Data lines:
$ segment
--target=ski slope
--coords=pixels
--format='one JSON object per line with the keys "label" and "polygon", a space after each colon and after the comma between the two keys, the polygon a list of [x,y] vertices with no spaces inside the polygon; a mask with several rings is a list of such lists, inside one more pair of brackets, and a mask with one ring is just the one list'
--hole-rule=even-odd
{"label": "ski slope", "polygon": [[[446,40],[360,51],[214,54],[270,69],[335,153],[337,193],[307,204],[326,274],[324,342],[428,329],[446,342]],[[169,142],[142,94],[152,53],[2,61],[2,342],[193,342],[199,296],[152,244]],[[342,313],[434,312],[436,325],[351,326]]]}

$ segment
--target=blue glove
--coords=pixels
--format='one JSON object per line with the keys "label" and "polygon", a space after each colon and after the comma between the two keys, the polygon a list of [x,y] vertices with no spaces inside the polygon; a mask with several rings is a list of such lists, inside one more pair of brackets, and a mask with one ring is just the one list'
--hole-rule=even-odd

REQUIRED WORK —
Turn every line of the material above into a Markdown table with the columns Row and Line. Each non-blank line gets its own row, numbered in order, and blank lines are left out.

OUTPUT —
| Row | Line |
|---|---|
| 1 | $ segment |
| 2 | --target=ski slope |
| 3 | --coords=pixels |
| 4 | --format='one JSON object per line with the keys "label" and "polygon", a space after each colon and after the comma between the two keys, the polygon a list of [x,y] vertices with no spaces inside the polygon; a mask with several rings is a list of such lists, inside one more pair of brackets, and a mask with one ring is just the one list' |
| 5 | --hole-rule=even-odd |
| 6 | {"label": "ski slope", "polygon": [[[446,40],[360,51],[214,54],[270,69],[335,153],[337,193],[307,204],[326,274],[324,342],[428,329],[446,342]],[[169,142],[142,94],[152,53],[2,61],[2,342],[193,342],[199,296],[152,244]],[[342,313],[434,312],[436,325],[351,326]]]} |
| 7 | $ segment |
| 8 | --target=blue glove |
| 9 | --coords=pixels |
| 10 | --format='one JSON object per line with the keys "label" and "polygon", a space after each colon and after the comma between the two keys, the polygon a list of [x,y] vertices with no spaces inside the polygon; a mask with several rings is a list of such lists, inside one more pair of brackets, and a mask with one ring is just the one list' |
| 11 | --hole-rule=even-odd |